#### Instructions to follow:
Retype the listing that follows, exactly as written.

Named object pointing entries
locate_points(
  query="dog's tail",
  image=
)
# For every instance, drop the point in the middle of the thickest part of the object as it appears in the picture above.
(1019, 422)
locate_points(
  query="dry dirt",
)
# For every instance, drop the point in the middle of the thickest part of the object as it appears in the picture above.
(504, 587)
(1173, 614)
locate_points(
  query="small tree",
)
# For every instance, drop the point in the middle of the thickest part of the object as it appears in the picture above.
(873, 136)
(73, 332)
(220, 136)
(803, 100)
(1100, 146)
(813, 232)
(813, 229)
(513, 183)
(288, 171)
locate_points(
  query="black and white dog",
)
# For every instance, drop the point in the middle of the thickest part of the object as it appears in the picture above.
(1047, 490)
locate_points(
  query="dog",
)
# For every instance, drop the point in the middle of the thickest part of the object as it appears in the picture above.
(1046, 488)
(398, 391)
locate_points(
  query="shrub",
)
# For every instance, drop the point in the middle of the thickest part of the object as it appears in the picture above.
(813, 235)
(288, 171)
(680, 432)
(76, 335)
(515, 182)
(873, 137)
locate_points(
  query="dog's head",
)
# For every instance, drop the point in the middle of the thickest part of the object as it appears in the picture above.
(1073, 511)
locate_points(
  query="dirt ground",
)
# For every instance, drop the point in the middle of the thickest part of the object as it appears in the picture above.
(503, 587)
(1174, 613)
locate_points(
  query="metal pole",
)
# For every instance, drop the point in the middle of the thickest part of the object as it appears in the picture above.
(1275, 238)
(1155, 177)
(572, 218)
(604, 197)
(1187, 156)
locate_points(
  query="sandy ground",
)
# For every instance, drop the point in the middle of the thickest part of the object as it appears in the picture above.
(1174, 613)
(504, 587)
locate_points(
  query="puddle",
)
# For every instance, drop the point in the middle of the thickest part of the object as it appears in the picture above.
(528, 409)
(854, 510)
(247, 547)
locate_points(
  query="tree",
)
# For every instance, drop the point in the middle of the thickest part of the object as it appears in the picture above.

#### The completed task:
locate_points(
  query="dog's tail",
  image=
)
# For every instance, drop the point in the middle of the thickest part of the object as it appears in the picture above.
(1019, 422)
locate_points(
  query="dry dirt",
)
# For every instance, drop the point in the middle of the thickest part of the object as it appears in the picture above.
(504, 587)
(1173, 614)
locate_points(
  query="small tree",
)
# For every instance, drop the point in the middle of the thickest part of the object as it appears in the picture above.
(873, 136)
(73, 332)
(220, 136)
(803, 100)
(1100, 146)
(813, 232)
(813, 229)
(513, 183)
(288, 171)
locate_points(
  query="black and white dog",
)
# For every instance, drop the point in the middle of the thickest part of the object as it appears in the picture above.
(1047, 490)
locate_points(
  query="dog",
)
# For every instance, drop the point in the middle of the thickest part of the object as it appears in the picture above.
(1046, 488)
(398, 391)
locate_points(
  query="shrub",
)
# For every instance, drop the point in the middle of the thickest part of the object as it appears in the picture above.
(813, 235)
(288, 171)
(680, 432)
(76, 335)
(515, 182)
(873, 137)
locate_points(
  query="dog's head",
)
# For every instance, drop the point in the middle of the thickest part of the object as it appears in the picture above.
(1073, 511)
locate_points(
  query="dirt ground",
)
# For every instance, drop the point in the middle of the thickest part of the object as it appears in the picture above.
(503, 587)
(1174, 613)
locate_points(
  query="metal pole",
)
# For every instance, drop the point in the middle of the thickest part of the object as it appears in the picture above.
(1275, 238)
(1155, 177)
(572, 218)
(604, 197)
(1187, 156)
locate_points(
  query="sandy ground",
)
# For every instance, drop the point in the middle of the thickest part of the object as it appears in the picture above.
(1174, 613)
(504, 587)
locate_points(
  query="puddle",
)
# For every instance, drop the point in the middle of the thickest part of the object as it appears in the picture above.
(528, 409)
(854, 510)
(247, 547)
locate_points(
  query="tree",
)
# For every instance, drop the point in the middle of the thickest part of the object as it appears in the picture above.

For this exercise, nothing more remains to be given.